*What you have to do:* Quote the data below in full, minus the images.

*Extracted material:*
_____

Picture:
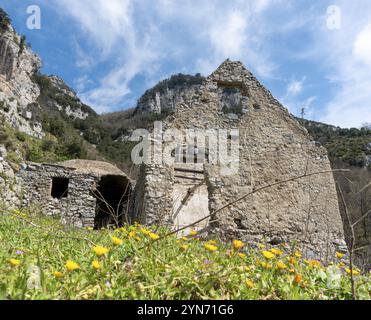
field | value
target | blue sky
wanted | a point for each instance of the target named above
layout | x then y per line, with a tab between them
111	51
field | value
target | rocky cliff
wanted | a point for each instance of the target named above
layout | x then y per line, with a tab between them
168	93
17	89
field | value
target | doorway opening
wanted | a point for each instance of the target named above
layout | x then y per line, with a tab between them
112	195
59	187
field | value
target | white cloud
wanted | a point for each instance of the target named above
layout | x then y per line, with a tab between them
138	36
228	35
295	87
362	45
348	57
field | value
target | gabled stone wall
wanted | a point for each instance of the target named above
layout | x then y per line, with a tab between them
273	147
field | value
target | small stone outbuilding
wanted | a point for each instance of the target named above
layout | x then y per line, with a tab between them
83	193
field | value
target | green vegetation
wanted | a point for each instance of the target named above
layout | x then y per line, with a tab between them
60	262
175	81
343	145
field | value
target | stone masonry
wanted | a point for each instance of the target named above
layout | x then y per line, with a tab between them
273	147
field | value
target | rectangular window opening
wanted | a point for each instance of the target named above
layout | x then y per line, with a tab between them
59	188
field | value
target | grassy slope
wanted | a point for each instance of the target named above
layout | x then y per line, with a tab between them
168	269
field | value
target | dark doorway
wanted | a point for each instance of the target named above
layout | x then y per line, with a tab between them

_____

*Solved problem:*
Picture:
field | value
target | blue sky
wanted | a point for each instance of the target named above
layout | x then y per line, with a tab between them
111	51
field | value
target | rocky cliff
wanted | a point for each instance of the target named above
layout | x then y per line, with a tab between them
168	93
17	89
field | value
target | doorway opening
wanted | a point for each instance of the target named above
layout | x then y per line, with a tab between them
112	195
59	187
field | value
target | white cloud
wanted | a point for each instance of the target named above
layout | x then y per line, with a tab between them
138	36
228	35
295	87
362	45
348	57
field | value
target | gabled stone wall
wanted | a point for each instance of the target named above
layout | x then y per line, with a tab between them
273	147
field | value
target | small stone outbuilding
wanted | a point for each instance of the target named above
layout | x then y per line, with a tab between them
83	193
field | value
target | green vegetation
wanted | a point for each instance of the target named above
layout | x then y per line, with a tab between them
60	262
175	81
343	145
field | value
target | stone masonry
wanted | a point for each instance of the target named above
layout | x then y per line, with a tab between them
273	147
field | value
target | rectangular window opening
wanted | a point for each instance of the target named above
layout | x then y per line, with a tab between them
59	188
field | value
target | grassy slope
wanted | a point for each instance of the target named above
layout | x then y per line, with a tab between them
168	269
field | value
target | dark doorway
wanted | a point for each instance of the target named above
layout | x then y per line, with a tab between them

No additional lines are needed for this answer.